Return the whole listing, keeping every character the same.

+++ DATA SUPPLIED

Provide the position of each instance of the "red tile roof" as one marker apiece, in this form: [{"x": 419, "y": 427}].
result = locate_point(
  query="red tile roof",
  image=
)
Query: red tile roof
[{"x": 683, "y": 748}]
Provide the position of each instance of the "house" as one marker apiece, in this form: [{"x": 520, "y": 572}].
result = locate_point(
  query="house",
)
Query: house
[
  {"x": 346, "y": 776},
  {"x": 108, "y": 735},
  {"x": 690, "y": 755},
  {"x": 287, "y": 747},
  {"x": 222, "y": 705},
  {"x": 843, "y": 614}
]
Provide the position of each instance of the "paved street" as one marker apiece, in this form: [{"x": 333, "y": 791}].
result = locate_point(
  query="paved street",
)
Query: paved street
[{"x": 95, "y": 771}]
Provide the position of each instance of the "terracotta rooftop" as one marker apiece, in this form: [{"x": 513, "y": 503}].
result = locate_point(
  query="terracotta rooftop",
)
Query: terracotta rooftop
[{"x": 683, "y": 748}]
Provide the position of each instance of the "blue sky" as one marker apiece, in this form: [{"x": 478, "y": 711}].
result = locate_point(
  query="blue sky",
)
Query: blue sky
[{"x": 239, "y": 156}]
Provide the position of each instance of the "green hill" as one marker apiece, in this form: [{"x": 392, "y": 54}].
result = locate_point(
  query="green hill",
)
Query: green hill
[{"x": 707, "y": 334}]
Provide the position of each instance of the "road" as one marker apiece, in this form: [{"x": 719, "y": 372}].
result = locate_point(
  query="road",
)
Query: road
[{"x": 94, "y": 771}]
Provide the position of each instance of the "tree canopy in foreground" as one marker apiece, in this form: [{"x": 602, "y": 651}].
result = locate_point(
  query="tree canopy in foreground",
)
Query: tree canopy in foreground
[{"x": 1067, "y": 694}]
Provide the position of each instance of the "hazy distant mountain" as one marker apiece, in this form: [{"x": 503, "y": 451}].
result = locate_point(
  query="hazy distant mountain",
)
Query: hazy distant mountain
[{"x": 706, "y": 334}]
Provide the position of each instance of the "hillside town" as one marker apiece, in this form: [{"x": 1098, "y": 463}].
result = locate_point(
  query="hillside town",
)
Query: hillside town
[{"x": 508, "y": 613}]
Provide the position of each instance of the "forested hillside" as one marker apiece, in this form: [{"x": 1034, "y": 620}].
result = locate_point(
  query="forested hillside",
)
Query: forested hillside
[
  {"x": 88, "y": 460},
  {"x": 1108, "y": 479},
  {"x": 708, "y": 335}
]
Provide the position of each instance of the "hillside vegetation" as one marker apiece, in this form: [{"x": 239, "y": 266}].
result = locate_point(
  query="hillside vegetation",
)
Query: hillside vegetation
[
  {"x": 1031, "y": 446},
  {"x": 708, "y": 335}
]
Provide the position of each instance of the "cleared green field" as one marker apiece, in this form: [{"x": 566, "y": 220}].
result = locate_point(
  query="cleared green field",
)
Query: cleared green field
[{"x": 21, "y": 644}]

++++++

RESULT
Provide the position of each instance of the "red tile roof" as one marker apiece, in this form: [{"x": 419, "y": 427}].
result = locate_point(
  query="red tile roof",
  image=
)
Query: red tile roof
[{"x": 683, "y": 748}]
Provide the position of each instance of the "house" as one marker apiece, in this form: [{"x": 520, "y": 572}].
result = locate_point(
  query="house",
)
Query: house
[
  {"x": 346, "y": 776},
  {"x": 108, "y": 735},
  {"x": 690, "y": 755},
  {"x": 287, "y": 747},
  {"x": 222, "y": 705},
  {"x": 843, "y": 614}
]
Provide the position of each instance of the "paved street" as one marker apiece, in this form: [{"x": 333, "y": 791}].
result = locate_point(
  query="paved street",
)
Query: paved street
[{"x": 95, "y": 771}]
Provide the position of each instance of the "terracotta rooftop" as one marker apiece, in this form: [{"x": 513, "y": 503}].
result = locate_point(
  query="terracotta rooftop",
)
Query: terracotta rooftop
[{"x": 683, "y": 748}]
Provide the position of each instance of the "blue sky" as one marker apiece, in this form: [{"x": 478, "y": 711}].
result = locate_point(
  query="blue sky",
)
Query: blue sky
[{"x": 239, "y": 156}]
Provide the position of each instance of the "green hill" as one marker apiece, in this form: [{"x": 392, "y": 54}].
result = locate_point(
  query="green hill",
)
Query: green hill
[{"x": 707, "y": 334}]
Provide the position of each instance of the "road" as one marker apiece, in this form: [{"x": 719, "y": 372}].
result = locate_point(
  query="road",
)
Query: road
[{"x": 94, "y": 771}]
Provide the position of each instance of the "tree canopy in foreground" as one marker apiece, in this form: [{"x": 602, "y": 651}].
result = locate_point(
  query="tree canopy in foreground",
)
Query: tree canopy in foreground
[{"x": 1067, "y": 694}]
Provide the position of each instance of the "hazy distant mountain" as one marker apiece, in this form: [{"x": 503, "y": 451}].
result = locate_point(
  query="hazy distant mountain",
)
Query: hazy distant mountain
[{"x": 706, "y": 334}]
Provide the position of each instance of the "hillside town" as one marker apiece, in this form: [{"x": 1098, "y": 463}].
result = locate_point(
  query="hillside town",
)
Query: hillside town
[{"x": 508, "y": 613}]
Provide the position of each instance of the "forested hillside" as one marker apiece, in this form: [{"x": 1034, "y": 620}].
result = locate_point(
  query="forested hillside",
)
Query: forested hillside
[
  {"x": 88, "y": 460},
  {"x": 1108, "y": 479},
  {"x": 708, "y": 335}
]
Provide the position of each instance of the "hillside vegetation" as one marker apiece, in this form: [{"x": 239, "y": 266}].
result = locate_point(
  query="hillside vegetation",
)
Query: hillside vegetation
[
  {"x": 1031, "y": 446},
  {"x": 708, "y": 335}
]
Provide the position of each instance of the "cleared green field" as one marker apiece, in this form: [{"x": 566, "y": 220}].
result = locate_point(
  query="cleared green field",
)
Query: cleared green field
[{"x": 21, "y": 644}]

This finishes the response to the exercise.